═══ Supplied passage ═══

Correct except for the skinny part. :lol:


----------



## DrumRunner (Jan 26, 2011)

mimie98 said:


> crap......my name means rebelious and sea of bitterness but it can also mean star of the sea and wished for child


Marie? that's my middle name..I read it and was like wow, great..


----------



## DuffyDuck (Sep 27, 2011)

Sophie:

A Sophie Is A Girls Name. The Meaning Of The Name Is Wisdom. And Its Origin Is From The French Lands. People Who Are Called Sophie Tend To Try And Be Better Than The Last Time, Try Their Hardest. You Usually See Them With Unique Style (Usually Colours And Skinny Jeans) And Head Banging Or Doing Something Rather Strange And Unique To The Human Eye, As She Doesn't Like To Blend In With The Crowd. They Love Jelly Beans, Ice Cream But Loves Melon And Pasta! Not Forgetting MUSIC! When She Is Drunk (On 1 Can) She Is Either -rude ;D- Or Being Sick... Dang It! Anyway She Says She Won't Do That In The Future. Any Lad Or Girl Are Lucky For Having This Gem.

═══ Data lines ═══

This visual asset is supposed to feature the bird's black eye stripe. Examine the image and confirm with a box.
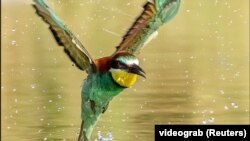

═══

Complete the following >>
A. In the forum thread about name meanings, what does the name Sophie mean?
B. Continue the forum thread about name meanings from the point where it stops.

Responses to the exercise >>
A. Wisdom.

B.
I don't wear skinny jeans and the last time I headbanged I smacked my head open ;D
I love pasta and ice cream but allergic to melon lol!


----------



## Marlea Warlea (Apr 27, 2010)

BAHAHA take a look at this guys:

Chloe:
A friendly girl with a nice *** who is loved by everyone! She is a hot person, no girls have any problems with her and all the guys want to have hot, mad, steamy *cough* with her.
LOL as you can see I coughed on the word I rather not copy and paste 

And then it says this too lol.
Chloe’s tend to be very intelligent, witty, humorous and sensual. For some strange reason they have the most intense eyes you will ever fall into. Up to this point in time, there has been over 56 years of intense research into this phenomena; but even with the (some may say extreme) amount of resources and time spent on this quandary by the most brilliant minds of the modern age, there has been no feasible conclusion and a distinct lack of even hypothetical consensus as to how or why this breathtaking mystery occurs.


----------



## mimie98 (Nov 9, 2011)

ladybugsgirl said:


> My names stupid: Amber


i love the name amber=) it is also my cousins name=)


----------



## SoBe (Dec 11, 2011)

Molly
As most people know... I am also a name for ecstasy! bleh. After the drug information it says this!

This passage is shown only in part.